Directive: Express the records below as a two-column CSV with the header input,output. Give one row per record, with the record's text under input and its answer under output, each in a single quoted field with line breaks turned into spaces, and leave the pictures out.
◇ ◇ ◇ ◇ ◇
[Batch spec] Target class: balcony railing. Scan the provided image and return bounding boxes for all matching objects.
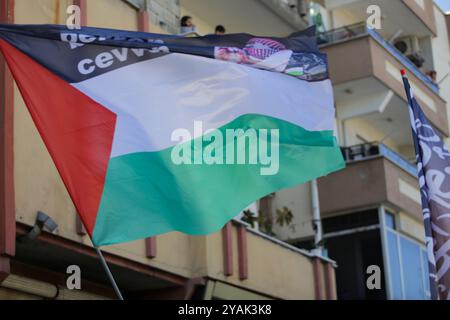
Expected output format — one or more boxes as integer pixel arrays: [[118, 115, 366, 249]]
[[317, 22, 439, 95], [341, 143, 417, 177]]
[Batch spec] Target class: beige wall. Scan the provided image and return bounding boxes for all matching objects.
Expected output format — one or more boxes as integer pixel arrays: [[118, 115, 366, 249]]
[[14, 0, 72, 24], [87, 0, 138, 31]]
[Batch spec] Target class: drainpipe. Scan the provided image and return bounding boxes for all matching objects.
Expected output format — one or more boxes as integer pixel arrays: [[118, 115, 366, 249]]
[[311, 179, 323, 256]]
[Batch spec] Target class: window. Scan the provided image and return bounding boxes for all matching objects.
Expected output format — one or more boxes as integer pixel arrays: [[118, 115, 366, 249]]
[[385, 212, 395, 229], [400, 237, 425, 300], [386, 230, 430, 300], [387, 231, 403, 300]]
◇ ◇ ◇ ◇ ◇
Solution for this problem:
input,output
"[Batch spec] Target class: balcony railing. Scan the provided image and return bounding boxes for all matching objects. Expected output format — one or more boxes as integer pixel arrays: [[118, 115, 366, 249]]","[[317, 22, 439, 95], [341, 143, 417, 177]]"
"[Batch spec] Target class: beige wall. Scan the provided image and return bounding boxes for all matching objects. Expected output format — one or more boxes as integer pixel arrays: [[118, 115, 366, 249]]","[[14, 0, 72, 24], [87, 0, 138, 31]]"
"[Batch spec] Target class: drainpipe. Scan the provided image and return bounding boxes for all matching objects. Expected output format — one or more boxes as integer pixel arrays: [[118, 115, 366, 249]]","[[311, 179, 323, 256]]"
"[Batch spec] Target class: window. Scan the provided image and return bounding boxes for all matching objects. Expected output format — one or more boxes as integer pixel arrays: [[118, 115, 366, 249]]","[[385, 212, 395, 229], [400, 237, 425, 300], [386, 230, 430, 300], [387, 231, 403, 300]]"